### WORK REQUEST
The following data has a line with "Guideline: put one point on each instance of the assault" and a line with "Guideline: put one point on each instance of the rifle". Write out exactly those lines and all the lines between them.

● ● ●

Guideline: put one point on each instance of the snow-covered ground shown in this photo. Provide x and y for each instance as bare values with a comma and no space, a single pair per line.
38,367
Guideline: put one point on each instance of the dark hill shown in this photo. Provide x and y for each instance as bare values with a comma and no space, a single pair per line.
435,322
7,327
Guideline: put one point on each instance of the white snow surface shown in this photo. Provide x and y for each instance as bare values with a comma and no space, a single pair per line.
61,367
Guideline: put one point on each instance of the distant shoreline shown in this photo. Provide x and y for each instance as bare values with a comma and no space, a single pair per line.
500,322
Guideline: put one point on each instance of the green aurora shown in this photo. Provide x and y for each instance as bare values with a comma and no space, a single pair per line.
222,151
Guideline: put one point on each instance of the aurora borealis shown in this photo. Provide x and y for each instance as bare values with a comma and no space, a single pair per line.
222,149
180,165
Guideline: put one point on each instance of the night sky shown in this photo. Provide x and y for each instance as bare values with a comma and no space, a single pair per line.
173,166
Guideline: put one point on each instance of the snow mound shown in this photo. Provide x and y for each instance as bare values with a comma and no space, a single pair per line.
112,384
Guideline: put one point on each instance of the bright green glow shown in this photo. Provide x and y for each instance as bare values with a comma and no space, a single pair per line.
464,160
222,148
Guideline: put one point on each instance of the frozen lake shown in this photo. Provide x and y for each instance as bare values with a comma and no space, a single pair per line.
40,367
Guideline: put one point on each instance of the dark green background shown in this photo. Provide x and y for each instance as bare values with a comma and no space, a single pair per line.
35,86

● ● ●

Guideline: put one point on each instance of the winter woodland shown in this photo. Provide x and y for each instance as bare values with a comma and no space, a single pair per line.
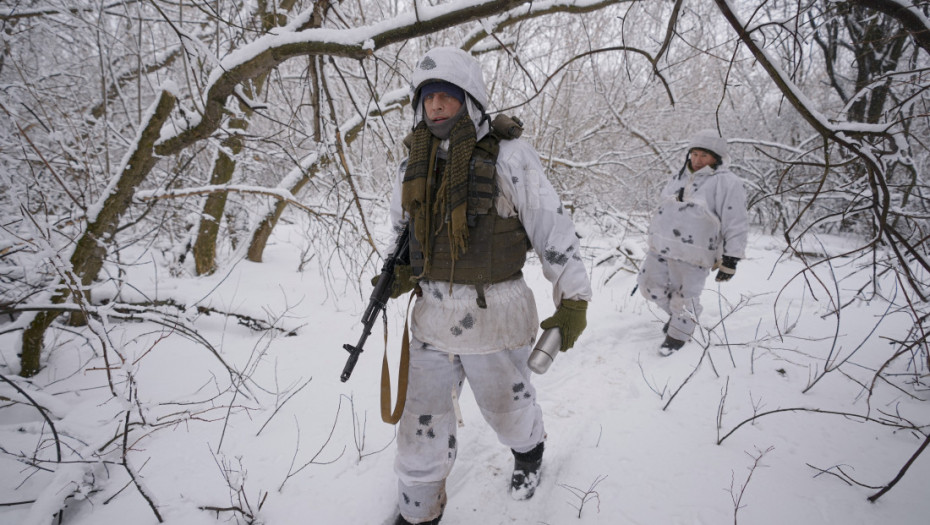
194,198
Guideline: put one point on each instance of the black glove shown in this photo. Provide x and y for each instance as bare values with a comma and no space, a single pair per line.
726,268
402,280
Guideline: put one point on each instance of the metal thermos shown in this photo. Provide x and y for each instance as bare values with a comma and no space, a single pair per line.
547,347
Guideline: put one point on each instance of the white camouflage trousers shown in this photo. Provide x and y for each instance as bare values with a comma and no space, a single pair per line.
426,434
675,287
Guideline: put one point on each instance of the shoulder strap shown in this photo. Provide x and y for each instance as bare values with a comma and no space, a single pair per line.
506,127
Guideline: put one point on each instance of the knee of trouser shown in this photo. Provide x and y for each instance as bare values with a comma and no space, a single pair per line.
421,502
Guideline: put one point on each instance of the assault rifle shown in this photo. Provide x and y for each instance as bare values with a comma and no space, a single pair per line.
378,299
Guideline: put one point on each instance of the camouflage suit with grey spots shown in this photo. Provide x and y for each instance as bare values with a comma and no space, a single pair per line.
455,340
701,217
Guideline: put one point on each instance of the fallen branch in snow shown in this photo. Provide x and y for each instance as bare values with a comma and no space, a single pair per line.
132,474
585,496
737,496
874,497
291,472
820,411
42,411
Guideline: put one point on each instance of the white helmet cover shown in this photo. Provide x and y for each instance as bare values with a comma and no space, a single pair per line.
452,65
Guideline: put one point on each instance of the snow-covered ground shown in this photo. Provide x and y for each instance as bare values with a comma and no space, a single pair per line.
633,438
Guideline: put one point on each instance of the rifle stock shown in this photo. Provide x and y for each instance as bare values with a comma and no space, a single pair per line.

● ● ●

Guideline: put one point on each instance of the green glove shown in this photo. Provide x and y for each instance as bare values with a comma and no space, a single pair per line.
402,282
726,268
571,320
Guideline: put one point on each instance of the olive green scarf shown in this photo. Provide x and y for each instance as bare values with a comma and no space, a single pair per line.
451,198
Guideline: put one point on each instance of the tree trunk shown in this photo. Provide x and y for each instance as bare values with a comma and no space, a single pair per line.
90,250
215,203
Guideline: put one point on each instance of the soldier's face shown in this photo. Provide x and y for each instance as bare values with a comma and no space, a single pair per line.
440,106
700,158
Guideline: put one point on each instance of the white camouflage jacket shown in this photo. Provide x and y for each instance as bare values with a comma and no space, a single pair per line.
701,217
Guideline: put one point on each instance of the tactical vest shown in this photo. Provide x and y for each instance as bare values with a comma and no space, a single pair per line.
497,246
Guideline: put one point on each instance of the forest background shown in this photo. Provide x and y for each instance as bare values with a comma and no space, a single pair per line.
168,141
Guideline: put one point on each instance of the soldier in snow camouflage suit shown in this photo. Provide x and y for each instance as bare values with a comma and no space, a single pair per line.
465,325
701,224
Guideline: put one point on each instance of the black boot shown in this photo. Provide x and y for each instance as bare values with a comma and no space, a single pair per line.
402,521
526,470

● ● ●

### ANSWER TO THIS EXERCISE
Guideline: put one point on each instance of the assault rifle shown in this photo. Provide x and y for each instance as bare values with a comma and no space, a single pair per line.
378,299
Guideline: put one point on each instance of the camouflage suit with grey spots shown in this photo. Provide x and y for each instance as bare values with a comma and no space, a single pair per line.
455,340
701,217
Guideline: put one point on each instance of the fallen branch in snow shown in this photo. Provide x and y for each instance as bare values with a comma and no space, a single pair per line.
132,474
585,496
737,496
874,497
291,472
820,411
42,411
Guideline: put one point on each instance of the white helmet cover shown in this photo. Provide x and y for each instance as bare values with a comma and no space, a single pair per line.
452,65
Guideline: put one point on each instance of the snow-covered ground shown in this photo. Provide x and y for each instance as bare values with a comma and no space, a single pair per line.
633,438
Guideline: put one point on each instance of the rifle stock shown in this photo. Provide x and y for each instance as bare values with a comma and no space, a single pair per line.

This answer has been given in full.